(Entries from a pointing dataset)
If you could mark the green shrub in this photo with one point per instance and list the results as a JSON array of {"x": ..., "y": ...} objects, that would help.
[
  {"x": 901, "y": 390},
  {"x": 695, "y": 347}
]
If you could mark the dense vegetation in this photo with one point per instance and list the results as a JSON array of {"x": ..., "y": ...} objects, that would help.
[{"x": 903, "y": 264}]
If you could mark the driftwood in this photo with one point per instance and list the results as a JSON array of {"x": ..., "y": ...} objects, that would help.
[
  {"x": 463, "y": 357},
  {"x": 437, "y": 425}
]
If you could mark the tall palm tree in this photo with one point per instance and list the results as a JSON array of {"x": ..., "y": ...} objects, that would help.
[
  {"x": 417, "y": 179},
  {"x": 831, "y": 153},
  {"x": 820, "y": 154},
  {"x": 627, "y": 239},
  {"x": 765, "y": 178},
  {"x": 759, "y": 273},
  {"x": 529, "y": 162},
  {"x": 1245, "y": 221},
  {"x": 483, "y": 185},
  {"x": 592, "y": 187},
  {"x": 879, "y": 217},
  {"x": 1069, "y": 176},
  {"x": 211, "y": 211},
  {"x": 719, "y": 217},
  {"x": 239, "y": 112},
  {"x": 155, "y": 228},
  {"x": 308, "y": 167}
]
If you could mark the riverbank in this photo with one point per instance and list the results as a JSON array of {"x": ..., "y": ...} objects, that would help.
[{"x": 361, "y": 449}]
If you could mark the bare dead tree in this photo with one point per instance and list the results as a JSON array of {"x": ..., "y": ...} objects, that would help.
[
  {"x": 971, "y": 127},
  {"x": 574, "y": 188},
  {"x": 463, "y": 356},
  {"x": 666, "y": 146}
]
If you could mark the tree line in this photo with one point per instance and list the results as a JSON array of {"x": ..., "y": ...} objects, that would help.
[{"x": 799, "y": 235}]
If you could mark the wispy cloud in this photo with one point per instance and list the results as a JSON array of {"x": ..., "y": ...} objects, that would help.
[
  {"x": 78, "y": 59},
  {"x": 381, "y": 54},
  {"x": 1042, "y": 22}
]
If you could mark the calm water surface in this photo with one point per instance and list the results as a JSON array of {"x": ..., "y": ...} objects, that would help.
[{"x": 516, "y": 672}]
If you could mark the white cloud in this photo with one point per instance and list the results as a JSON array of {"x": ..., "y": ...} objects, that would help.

## EXERCISE DETAILS
Rewrite all of the material above, changing every "one point per instance" to "a single point for each instance" and leaving everything else unchanged.

## RESULT
If you could mark the green shrub in this photo with a single point for each instance and list the results as a JSON array of {"x": ..., "y": ...} objects, that would help.
[
  {"x": 901, "y": 390},
  {"x": 695, "y": 347}
]
If you could mark the dense vegetation in this photo with a single point for each instance and list the results as a JSON array of {"x": ..., "y": ...} objects, that would help.
[{"x": 903, "y": 264}]
If you could mark the driftwood in this photo with a single point for each instance and list the results as a JSON array of {"x": ..., "y": ...} objects, that would help.
[
  {"x": 463, "y": 357},
  {"x": 437, "y": 425}
]
If you could mark the tall palm tree in this photo with a single point for each instance and list the results as a JSON array of {"x": ..., "y": ...} objects, that would help.
[
  {"x": 417, "y": 179},
  {"x": 831, "y": 153},
  {"x": 820, "y": 154},
  {"x": 627, "y": 239},
  {"x": 765, "y": 178},
  {"x": 759, "y": 273},
  {"x": 529, "y": 162},
  {"x": 1245, "y": 221},
  {"x": 483, "y": 185},
  {"x": 592, "y": 187},
  {"x": 879, "y": 217},
  {"x": 1069, "y": 176},
  {"x": 211, "y": 211},
  {"x": 719, "y": 217},
  {"x": 239, "y": 112},
  {"x": 155, "y": 228},
  {"x": 308, "y": 167}
]
If you could mark the riverbank in this photo with a single point for each instance and list the results as a JSON array of {"x": ..., "y": ...} objects, that would help.
[{"x": 361, "y": 449}]
If you could mark the bare dead tree in this photo with a single point for each instance and list the results as a JSON array of {"x": ..., "y": ...} objects, that would help.
[
  {"x": 971, "y": 127},
  {"x": 574, "y": 188},
  {"x": 463, "y": 356},
  {"x": 666, "y": 146}
]
If you could mark the tree line in this photo with a single point for each instance and list the results as a JSON array of {"x": ..., "y": ...} objects, that would help.
[{"x": 799, "y": 235}]
If you could mark the wispy cloud in this photo with a single point for each instance and list the results as a JSON array of {"x": ..., "y": ...} objects, that would help.
[
  {"x": 78, "y": 59},
  {"x": 381, "y": 54},
  {"x": 1042, "y": 22}
]
If you could mark the calm water surface in this photo with a single point for each instance and list the results as a JSON array of {"x": ..., "y": ...} objects, that would help.
[{"x": 516, "y": 672}]
If you could mark the white cloud in this photo with a single point for each instance and list the results as a JSON array of {"x": ..., "y": ...} objects, that would help.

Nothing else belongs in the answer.